##### Input #####

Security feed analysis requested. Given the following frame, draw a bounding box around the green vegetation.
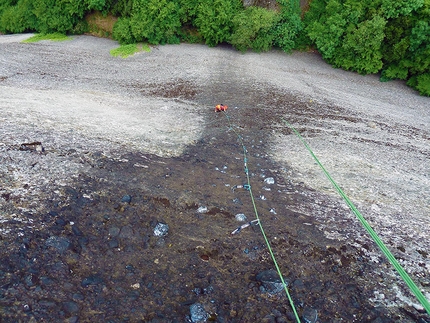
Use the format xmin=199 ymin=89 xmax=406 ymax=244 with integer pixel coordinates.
xmin=0 ymin=0 xmax=430 ymax=96
xmin=110 ymin=44 xmax=151 ymax=58
xmin=304 ymin=0 xmax=430 ymax=96
xmin=22 ymin=33 xmax=71 ymax=43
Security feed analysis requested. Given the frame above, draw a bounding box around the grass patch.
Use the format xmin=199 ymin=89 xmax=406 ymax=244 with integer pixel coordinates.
xmin=110 ymin=44 xmax=151 ymax=58
xmin=22 ymin=33 xmax=71 ymax=43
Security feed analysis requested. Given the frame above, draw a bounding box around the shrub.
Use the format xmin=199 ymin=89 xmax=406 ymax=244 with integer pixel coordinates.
xmin=194 ymin=0 xmax=242 ymax=46
xmin=230 ymin=7 xmax=278 ymax=52
xmin=273 ymin=0 xmax=302 ymax=53
xmin=112 ymin=17 xmax=136 ymax=45
xmin=127 ymin=0 xmax=182 ymax=44
xmin=407 ymin=73 xmax=430 ymax=96
xmin=0 ymin=0 xmax=37 ymax=33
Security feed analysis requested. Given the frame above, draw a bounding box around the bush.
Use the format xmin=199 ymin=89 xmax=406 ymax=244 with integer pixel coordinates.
xmin=0 ymin=0 xmax=37 ymax=33
xmin=194 ymin=0 xmax=242 ymax=46
xmin=230 ymin=7 xmax=278 ymax=52
xmin=34 ymin=0 xmax=87 ymax=34
xmin=407 ymin=73 xmax=430 ymax=96
xmin=273 ymin=0 xmax=307 ymax=53
xmin=112 ymin=18 xmax=136 ymax=45
xmin=127 ymin=0 xmax=182 ymax=44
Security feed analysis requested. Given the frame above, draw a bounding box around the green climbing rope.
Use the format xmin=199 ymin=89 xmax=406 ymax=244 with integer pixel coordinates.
xmin=282 ymin=119 xmax=430 ymax=314
xmin=223 ymin=111 xmax=300 ymax=323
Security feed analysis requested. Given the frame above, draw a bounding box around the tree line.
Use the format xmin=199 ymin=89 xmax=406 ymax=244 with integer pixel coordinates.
xmin=0 ymin=0 xmax=430 ymax=96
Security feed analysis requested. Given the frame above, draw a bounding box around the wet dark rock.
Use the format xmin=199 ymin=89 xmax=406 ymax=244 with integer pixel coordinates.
xmin=72 ymin=224 xmax=84 ymax=236
xmin=72 ymin=293 xmax=84 ymax=301
xmin=154 ymin=222 xmax=169 ymax=237
xmin=63 ymin=301 xmax=79 ymax=314
xmin=190 ymin=303 xmax=209 ymax=323
xmin=38 ymin=300 xmax=57 ymax=308
xmin=255 ymin=269 xmax=288 ymax=295
xmin=302 ymin=306 xmax=318 ymax=323
xmin=24 ymin=274 xmax=37 ymax=287
xmin=40 ymin=276 xmax=54 ymax=286
xmin=81 ymin=275 xmax=103 ymax=287
xmin=66 ymin=316 xmax=79 ymax=323
xmin=45 ymin=236 xmax=70 ymax=253
xmin=121 ymin=195 xmax=131 ymax=203
xmin=55 ymin=218 xmax=67 ymax=227
xmin=119 ymin=225 xmax=134 ymax=239
xmin=108 ymin=239 xmax=119 ymax=249
xmin=109 ymin=227 xmax=121 ymax=237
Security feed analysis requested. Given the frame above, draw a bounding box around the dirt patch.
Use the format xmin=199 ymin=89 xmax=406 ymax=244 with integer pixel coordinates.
xmin=0 ymin=36 xmax=430 ymax=323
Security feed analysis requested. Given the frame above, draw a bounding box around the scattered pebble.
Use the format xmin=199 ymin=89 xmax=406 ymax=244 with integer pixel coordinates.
xmin=255 ymin=269 xmax=288 ymax=295
xmin=45 ymin=236 xmax=70 ymax=253
xmin=197 ymin=206 xmax=208 ymax=213
xmin=302 ymin=306 xmax=318 ymax=323
xmin=121 ymin=195 xmax=131 ymax=203
xmin=190 ymin=303 xmax=209 ymax=323
xmin=154 ymin=222 xmax=169 ymax=237
xmin=264 ymin=177 xmax=275 ymax=185
xmin=234 ymin=213 xmax=247 ymax=222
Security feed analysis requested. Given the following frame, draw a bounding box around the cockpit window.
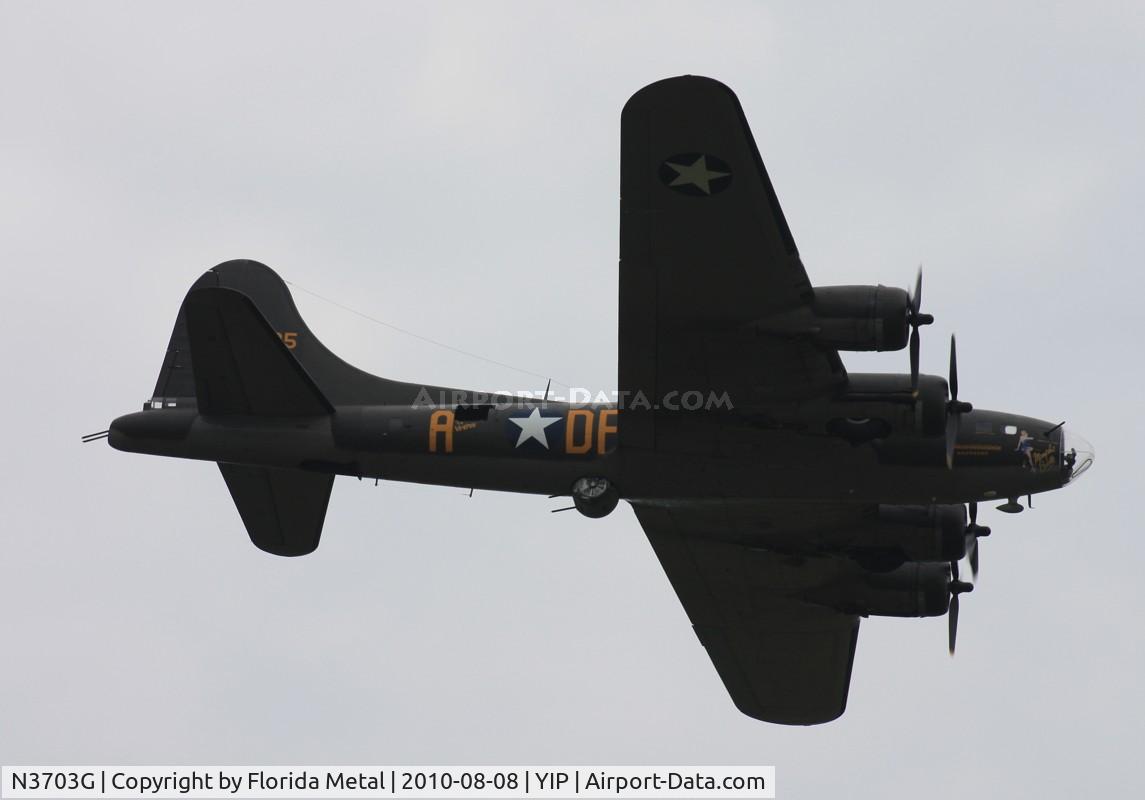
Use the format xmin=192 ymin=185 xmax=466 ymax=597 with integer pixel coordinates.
xmin=1061 ymin=428 xmax=1093 ymax=483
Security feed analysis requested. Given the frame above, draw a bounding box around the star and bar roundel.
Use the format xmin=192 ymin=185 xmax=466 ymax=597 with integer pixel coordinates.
xmin=658 ymin=152 xmax=732 ymax=197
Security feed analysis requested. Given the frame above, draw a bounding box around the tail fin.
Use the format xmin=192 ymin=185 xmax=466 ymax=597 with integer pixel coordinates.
xmin=183 ymin=288 xmax=334 ymax=417
xmin=147 ymin=260 xmax=436 ymax=410
xmin=145 ymin=261 xmax=430 ymax=556
xmin=219 ymin=464 xmax=334 ymax=555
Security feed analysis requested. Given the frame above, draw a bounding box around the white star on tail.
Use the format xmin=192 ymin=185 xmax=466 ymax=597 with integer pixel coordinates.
xmin=510 ymin=409 xmax=561 ymax=450
xmin=665 ymin=156 xmax=728 ymax=195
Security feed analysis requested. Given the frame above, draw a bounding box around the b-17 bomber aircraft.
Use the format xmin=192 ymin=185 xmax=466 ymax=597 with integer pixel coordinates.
xmin=94 ymin=76 xmax=1093 ymax=724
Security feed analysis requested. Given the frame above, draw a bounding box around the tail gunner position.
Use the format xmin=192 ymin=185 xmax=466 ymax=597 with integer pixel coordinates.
xmin=98 ymin=77 xmax=1093 ymax=724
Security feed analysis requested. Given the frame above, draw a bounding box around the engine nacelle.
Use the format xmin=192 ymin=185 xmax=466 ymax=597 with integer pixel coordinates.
xmin=752 ymin=285 xmax=910 ymax=351
xmin=862 ymin=504 xmax=966 ymax=561
xmin=805 ymin=563 xmax=950 ymax=617
xmin=811 ymin=285 xmax=910 ymax=351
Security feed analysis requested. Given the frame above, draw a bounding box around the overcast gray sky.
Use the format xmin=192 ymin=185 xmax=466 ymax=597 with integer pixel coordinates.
xmin=0 ymin=2 xmax=1145 ymax=798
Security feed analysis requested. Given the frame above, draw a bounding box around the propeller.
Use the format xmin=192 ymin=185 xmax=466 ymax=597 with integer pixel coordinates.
xmin=907 ymin=267 xmax=934 ymax=391
xmin=966 ymin=502 xmax=990 ymax=580
xmin=946 ymin=333 xmax=974 ymax=469
xmin=946 ymin=561 xmax=974 ymax=656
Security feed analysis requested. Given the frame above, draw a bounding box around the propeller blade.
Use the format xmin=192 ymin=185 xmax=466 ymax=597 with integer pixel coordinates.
xmin=950 ymin=333 xmax=958 ymax=403
xmin=946 ymin=410 xmax=958 ymax=469
xmin=910 ymin=327 xmax=919 ymax=391
xmin=946 ymin=595 xmax=958 ymax=656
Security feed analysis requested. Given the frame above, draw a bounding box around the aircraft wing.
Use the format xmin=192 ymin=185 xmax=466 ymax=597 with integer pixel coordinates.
xmin=633 ymin=504 xmax=859 ymax=724
xmin=618 ymin=76 xmax=846 ymax=450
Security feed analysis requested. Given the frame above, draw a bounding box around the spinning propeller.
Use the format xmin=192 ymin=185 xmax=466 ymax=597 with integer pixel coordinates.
xmin=946 ymin=333 xmax=974 ymax=469
xmin=907 ymin=267 xmax=934 ymax=391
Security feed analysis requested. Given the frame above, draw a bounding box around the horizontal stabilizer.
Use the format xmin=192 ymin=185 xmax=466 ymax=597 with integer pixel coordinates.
xmin=219 ymin=464 xmax=334 ymax=555
xmin=183 ymin=287 xmax=333 ymax=416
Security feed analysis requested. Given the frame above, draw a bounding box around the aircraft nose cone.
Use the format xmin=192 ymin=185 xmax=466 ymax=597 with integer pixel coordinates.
xmin=1061 ymin=428 xmax=1096 ymax=484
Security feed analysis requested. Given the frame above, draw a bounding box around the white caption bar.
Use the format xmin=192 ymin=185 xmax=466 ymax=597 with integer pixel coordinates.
xmin=0 ymin=766 xmax=775 ymax=800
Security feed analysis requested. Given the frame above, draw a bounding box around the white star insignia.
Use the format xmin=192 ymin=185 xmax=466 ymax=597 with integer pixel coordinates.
xmin=664 ymin=156 xmax=731 ymax=195
xmin=510 ymin=409 xmax=561 ymax=450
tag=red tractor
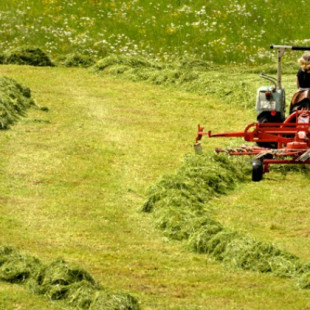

#####

=== Your instructions ===
Copy out the lines from the one containing "white caption bar." through the final line, including both, and leave out any pictures.

=== Written solution ===
Security feed analysis requested. Given the frame above, draw a bounding box around the white caption bar.
Use the format xmin=192 ymin=185 xmax=466 ymax=597 with integer pixel coordinates.
xmin=0 ymin=766 xmax=775 ymax=800
Security feed analysis requested. Given the frame above, draw a bounding box around the white star insignia.
Use the format xmin=192 ymin=185 xmax=466 ymax=597 with integer pixel coordinates.
xmin=664 ymin=156 xmax=731 ymax=195
xmin=510 ymin=409 xmax=561 ymax=450
tag=red tractor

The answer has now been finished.